AVAILABLE DATA –
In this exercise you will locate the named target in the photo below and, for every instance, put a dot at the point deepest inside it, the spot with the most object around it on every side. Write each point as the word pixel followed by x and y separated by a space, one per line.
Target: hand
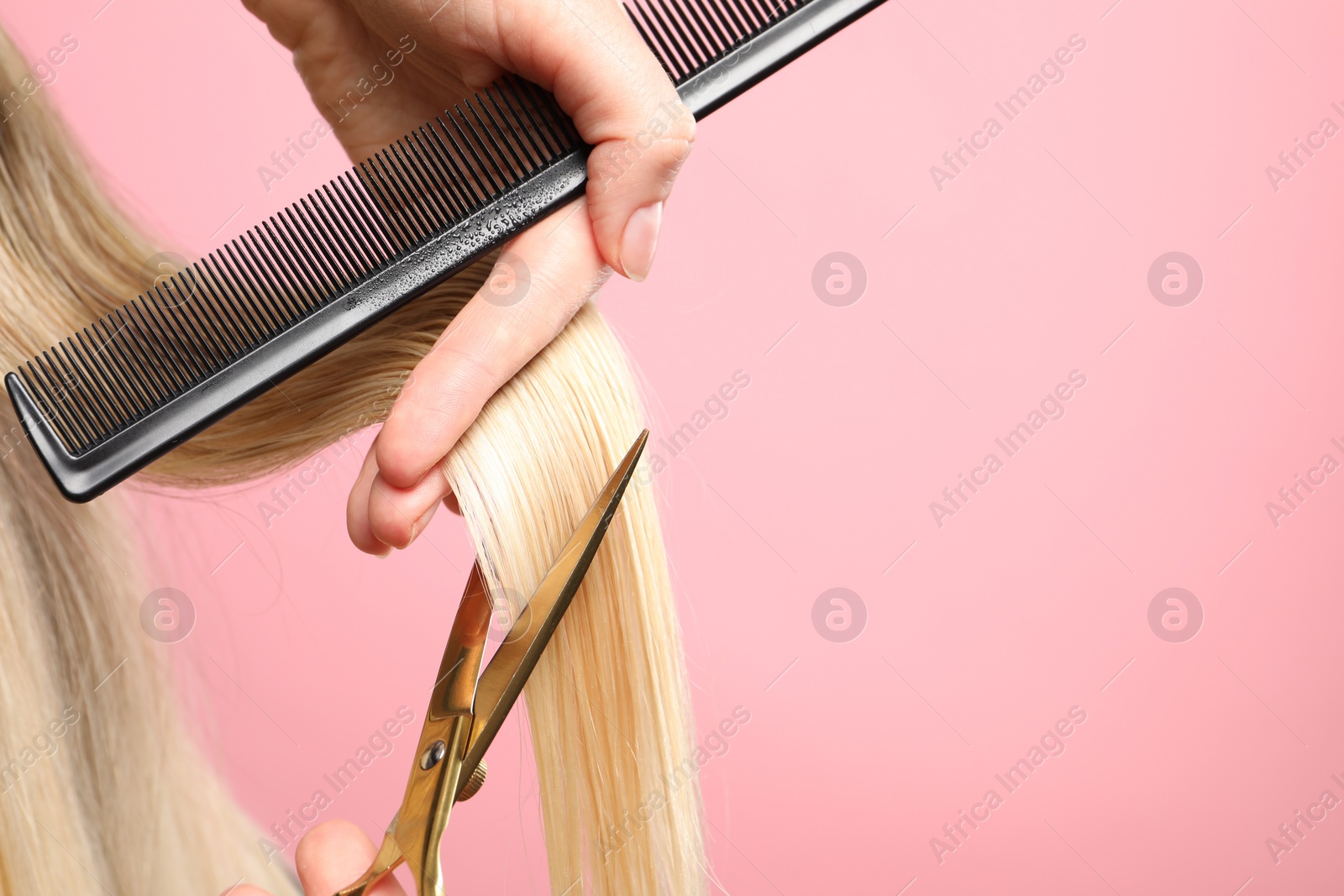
pixel 602 74
pixel 331 856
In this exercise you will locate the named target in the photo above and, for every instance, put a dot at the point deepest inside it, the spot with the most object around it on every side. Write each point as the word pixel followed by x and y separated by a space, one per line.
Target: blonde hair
pixel 124 802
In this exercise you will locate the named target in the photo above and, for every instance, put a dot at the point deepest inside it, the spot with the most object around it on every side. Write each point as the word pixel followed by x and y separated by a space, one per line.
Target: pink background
pixel 980 633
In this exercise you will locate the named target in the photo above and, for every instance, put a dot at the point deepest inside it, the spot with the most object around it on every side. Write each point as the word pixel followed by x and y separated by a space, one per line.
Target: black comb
pixel 139 382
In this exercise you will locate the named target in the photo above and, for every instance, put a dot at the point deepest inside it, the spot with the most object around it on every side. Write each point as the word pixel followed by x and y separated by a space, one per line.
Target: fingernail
pixel 640 241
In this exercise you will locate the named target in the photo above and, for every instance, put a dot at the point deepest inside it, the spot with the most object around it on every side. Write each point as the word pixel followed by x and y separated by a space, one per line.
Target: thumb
pixel 589 54
pixel 333 856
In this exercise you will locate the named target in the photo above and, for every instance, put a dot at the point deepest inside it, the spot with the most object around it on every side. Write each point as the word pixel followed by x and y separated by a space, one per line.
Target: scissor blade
pixel 503 680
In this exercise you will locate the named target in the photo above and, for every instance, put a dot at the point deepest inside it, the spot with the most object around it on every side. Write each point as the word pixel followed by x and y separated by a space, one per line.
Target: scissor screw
pixel 433 755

WHAT THE TASK REQUIRES – Could you write out the whole listing exactly, dropping the pictures?

WRITTEN REPLY –
In this exercise you will locate the named target in the photo below and, for every instance, put a dot at the point deepest inside it, the spot with the most object around it on every side. Write each point as the word pixel followed by x and y separated by a space, one per line.
Target: hand
pixel 602 74
pixel 331 856
In this exercise you will locate the named target in the photo above and, for every instance, put a dot at the point deepest inside it, the spot with the most object around it on every side. Write each point as the word pixel followed by x and y separated by a space, one per line.
Target: blonde hair
pixel 124 802
In this exercise you will locate the named target in the photo above and, for every instance, put a dot at the point deepest inside it, the spot with the most object around it on every side. Write each point as the word pixel followed by x and y separated by a space, one per line.
Target: pink background
pixel 980 633
In this exercise you will locate the named target in the photo above and, for every instance, put a dot at the point deepest inside it, the spot with the most object around it on every side. Write each point as the word pixel followed by x and y separated by a space, one per line.
Target: black comb
pixel 139 382
In this exercise you will locate the named target in the photo above and, for every instance, put a dot at the point deepest inside it, the spot with the most object around it on every side. Write each point as the word pixel followed by x and y separated by a space, one per line.
Target: fingernail
pixel 640 241
In this exercise you will locate the named target in the photo above and, for every instance, put a dot at the point deepest inside it, the spot with the most object around it on every side. Write each point as the word pixel followed by x and y separated by a space, one per line.
Target: thumb
pixel 589 54
pixel 333 856
In this exercise you will locate the named target in the photo above and, for every instance, put a dot at the point deepest inside it, the spot with the most object around it on every side. Write each point as the word pixel followed by x and y separated by a space, one per line.
Target: scissor blade
pixel 503 680
In this exercise you will locate the named target in the photo above and, for every instance, put a dot at the point deepest inside it, the spot with the most object around it on every side. Write each point as the word pixel followed by x and y separated by a space, one per line.
Target: scissor screw
pixel 433 755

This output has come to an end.